>> start Data supplied
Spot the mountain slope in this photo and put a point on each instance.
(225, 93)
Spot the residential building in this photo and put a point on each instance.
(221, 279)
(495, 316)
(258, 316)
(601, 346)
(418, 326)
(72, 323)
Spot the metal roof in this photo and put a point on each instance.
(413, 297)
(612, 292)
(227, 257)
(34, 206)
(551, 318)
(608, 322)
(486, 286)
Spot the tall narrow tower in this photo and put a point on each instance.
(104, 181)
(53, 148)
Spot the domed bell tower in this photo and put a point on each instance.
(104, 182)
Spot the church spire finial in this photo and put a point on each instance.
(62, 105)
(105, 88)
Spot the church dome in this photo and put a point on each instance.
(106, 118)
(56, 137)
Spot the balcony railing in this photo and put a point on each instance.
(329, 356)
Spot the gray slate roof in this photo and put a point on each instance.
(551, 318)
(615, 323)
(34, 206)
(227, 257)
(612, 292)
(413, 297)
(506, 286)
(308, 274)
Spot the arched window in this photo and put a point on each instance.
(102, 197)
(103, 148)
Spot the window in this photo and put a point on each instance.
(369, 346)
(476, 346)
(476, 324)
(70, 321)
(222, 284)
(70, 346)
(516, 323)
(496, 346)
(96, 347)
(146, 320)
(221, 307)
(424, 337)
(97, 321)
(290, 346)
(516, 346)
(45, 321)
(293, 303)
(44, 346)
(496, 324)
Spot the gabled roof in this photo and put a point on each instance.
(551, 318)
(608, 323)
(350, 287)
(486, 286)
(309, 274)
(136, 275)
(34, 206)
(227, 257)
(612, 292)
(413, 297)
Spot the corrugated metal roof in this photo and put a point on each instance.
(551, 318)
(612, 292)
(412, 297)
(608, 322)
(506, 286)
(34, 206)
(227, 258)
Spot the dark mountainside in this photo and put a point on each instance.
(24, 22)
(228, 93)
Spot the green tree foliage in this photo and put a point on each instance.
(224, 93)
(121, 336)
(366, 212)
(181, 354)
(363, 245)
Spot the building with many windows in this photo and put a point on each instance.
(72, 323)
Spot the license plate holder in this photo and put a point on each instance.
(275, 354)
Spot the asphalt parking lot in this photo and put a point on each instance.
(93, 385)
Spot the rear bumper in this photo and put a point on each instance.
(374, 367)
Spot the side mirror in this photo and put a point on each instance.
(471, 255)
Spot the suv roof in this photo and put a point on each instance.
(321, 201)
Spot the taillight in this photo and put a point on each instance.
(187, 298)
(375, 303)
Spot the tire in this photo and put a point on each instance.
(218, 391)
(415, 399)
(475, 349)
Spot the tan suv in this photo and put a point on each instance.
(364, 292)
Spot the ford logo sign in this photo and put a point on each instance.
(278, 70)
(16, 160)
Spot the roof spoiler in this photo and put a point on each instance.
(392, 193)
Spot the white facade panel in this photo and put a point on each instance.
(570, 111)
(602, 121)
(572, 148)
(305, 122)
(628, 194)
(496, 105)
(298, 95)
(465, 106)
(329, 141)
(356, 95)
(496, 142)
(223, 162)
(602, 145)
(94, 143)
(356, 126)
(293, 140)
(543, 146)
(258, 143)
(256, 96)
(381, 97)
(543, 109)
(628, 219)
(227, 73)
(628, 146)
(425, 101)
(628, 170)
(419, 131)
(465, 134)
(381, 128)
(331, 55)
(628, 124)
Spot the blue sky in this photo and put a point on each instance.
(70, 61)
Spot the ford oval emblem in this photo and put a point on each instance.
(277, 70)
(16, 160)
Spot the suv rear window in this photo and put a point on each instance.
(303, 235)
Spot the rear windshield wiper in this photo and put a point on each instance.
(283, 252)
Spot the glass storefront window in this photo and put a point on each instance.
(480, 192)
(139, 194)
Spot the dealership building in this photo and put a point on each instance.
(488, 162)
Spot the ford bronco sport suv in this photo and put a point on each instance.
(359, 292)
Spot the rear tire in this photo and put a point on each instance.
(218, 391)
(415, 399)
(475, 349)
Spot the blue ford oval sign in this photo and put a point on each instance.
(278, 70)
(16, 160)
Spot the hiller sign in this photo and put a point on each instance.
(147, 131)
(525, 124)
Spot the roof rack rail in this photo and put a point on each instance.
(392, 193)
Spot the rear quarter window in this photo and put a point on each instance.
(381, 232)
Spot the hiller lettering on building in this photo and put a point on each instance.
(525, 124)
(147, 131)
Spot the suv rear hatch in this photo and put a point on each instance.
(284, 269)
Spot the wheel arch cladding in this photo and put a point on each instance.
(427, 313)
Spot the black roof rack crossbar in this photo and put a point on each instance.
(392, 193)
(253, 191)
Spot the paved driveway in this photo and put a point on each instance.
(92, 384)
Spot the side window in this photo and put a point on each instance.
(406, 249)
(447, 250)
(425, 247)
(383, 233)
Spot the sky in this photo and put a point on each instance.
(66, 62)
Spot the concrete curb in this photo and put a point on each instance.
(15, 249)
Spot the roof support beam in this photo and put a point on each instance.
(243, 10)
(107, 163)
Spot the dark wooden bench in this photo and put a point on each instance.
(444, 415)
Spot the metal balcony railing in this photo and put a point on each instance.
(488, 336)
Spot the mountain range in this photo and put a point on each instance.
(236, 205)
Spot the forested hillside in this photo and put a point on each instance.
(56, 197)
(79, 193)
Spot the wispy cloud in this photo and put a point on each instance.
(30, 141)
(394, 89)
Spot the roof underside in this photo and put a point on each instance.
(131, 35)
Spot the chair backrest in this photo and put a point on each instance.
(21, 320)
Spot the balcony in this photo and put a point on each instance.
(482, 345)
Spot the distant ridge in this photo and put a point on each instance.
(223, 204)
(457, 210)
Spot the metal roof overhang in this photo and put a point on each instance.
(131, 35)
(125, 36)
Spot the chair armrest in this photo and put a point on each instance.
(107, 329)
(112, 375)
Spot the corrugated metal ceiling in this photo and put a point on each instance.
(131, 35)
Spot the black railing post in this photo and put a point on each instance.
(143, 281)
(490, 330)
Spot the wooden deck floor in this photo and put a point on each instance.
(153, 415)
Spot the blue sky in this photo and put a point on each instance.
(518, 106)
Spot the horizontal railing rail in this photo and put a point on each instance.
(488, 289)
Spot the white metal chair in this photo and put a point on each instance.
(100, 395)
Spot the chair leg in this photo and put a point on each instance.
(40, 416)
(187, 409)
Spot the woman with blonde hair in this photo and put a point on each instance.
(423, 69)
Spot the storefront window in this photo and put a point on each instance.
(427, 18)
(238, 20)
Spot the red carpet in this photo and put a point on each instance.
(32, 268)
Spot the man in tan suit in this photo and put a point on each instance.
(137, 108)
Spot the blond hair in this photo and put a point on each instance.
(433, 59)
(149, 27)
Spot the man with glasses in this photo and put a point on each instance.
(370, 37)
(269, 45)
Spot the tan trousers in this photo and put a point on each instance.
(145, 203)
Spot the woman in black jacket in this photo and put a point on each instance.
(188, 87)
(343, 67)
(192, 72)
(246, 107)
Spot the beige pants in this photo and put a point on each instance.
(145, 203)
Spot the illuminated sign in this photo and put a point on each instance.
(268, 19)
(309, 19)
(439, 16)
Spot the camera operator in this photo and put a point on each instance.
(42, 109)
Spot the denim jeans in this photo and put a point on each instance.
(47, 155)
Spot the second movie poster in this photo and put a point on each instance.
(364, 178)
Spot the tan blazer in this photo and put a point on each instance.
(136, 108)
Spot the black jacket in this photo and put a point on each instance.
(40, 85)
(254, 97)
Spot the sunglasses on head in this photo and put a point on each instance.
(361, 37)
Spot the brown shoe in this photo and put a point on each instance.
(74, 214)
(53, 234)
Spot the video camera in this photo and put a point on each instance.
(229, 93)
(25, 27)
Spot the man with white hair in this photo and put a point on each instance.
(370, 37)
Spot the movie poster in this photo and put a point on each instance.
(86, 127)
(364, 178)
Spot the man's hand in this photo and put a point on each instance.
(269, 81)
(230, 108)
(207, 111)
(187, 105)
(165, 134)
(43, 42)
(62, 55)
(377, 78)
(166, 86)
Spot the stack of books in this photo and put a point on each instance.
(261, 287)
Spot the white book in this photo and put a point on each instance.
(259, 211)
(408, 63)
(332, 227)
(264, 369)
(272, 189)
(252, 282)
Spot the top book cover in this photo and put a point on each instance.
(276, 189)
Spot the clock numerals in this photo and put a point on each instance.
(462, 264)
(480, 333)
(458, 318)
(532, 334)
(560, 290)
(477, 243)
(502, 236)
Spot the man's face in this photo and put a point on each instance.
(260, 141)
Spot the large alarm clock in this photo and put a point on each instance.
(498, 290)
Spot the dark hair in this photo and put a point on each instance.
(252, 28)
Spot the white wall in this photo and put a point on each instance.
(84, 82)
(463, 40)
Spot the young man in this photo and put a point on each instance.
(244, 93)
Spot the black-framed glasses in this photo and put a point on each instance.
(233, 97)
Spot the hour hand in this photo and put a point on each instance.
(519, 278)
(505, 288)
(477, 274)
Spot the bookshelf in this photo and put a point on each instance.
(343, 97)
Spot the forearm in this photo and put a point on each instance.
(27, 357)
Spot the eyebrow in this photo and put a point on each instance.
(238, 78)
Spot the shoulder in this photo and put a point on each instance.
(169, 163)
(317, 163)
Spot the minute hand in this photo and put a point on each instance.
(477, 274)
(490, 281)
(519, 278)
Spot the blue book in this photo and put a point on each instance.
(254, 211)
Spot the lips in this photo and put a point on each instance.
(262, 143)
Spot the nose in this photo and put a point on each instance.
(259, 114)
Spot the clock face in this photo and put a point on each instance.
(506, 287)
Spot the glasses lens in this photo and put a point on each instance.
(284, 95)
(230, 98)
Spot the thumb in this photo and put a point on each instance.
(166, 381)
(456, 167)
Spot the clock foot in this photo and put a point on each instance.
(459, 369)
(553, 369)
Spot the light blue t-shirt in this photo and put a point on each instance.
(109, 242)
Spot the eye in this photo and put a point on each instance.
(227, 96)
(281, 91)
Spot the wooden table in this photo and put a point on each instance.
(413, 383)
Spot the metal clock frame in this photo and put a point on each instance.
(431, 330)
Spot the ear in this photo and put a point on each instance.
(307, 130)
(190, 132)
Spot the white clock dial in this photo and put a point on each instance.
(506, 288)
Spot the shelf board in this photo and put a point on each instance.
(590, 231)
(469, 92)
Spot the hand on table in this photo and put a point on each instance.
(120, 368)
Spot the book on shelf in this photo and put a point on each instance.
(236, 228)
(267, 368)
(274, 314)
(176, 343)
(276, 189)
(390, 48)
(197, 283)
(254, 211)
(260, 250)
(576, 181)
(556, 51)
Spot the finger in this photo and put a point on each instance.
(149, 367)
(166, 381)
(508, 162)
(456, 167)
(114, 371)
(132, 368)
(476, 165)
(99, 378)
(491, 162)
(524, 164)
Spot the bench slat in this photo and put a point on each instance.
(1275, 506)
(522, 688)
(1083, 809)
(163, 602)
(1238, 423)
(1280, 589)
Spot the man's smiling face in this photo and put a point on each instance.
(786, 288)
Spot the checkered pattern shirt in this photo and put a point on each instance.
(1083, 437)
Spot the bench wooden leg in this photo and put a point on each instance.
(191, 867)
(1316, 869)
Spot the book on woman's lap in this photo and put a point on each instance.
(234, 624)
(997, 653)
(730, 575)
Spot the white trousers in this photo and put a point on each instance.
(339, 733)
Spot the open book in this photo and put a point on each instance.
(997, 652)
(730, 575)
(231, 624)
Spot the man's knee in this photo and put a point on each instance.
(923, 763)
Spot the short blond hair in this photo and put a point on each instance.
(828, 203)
>> end Data supplied
▶ [Task requirements]:
Starting at the line containing "Spot the bench slat" and ending at the line containing "(1083, 437)", output those lines of the listing as a numbered list with blank lines left out.

▶ [Output of the task]:
1. Spot the bench slat in this photo and put a point on each instance.
2. (1275, 506)
3. (522, 688)
4. (1083, 809)
5. (163, 602)
6. (1238, 423)
7. (1280, 589)
8. Spot the man's smiling face in this photo and put a point on each instance.
9. (786, 288)
10. Spot the checkered pattern shirt in this photo and put a point on each instance.
11. (1083, 437)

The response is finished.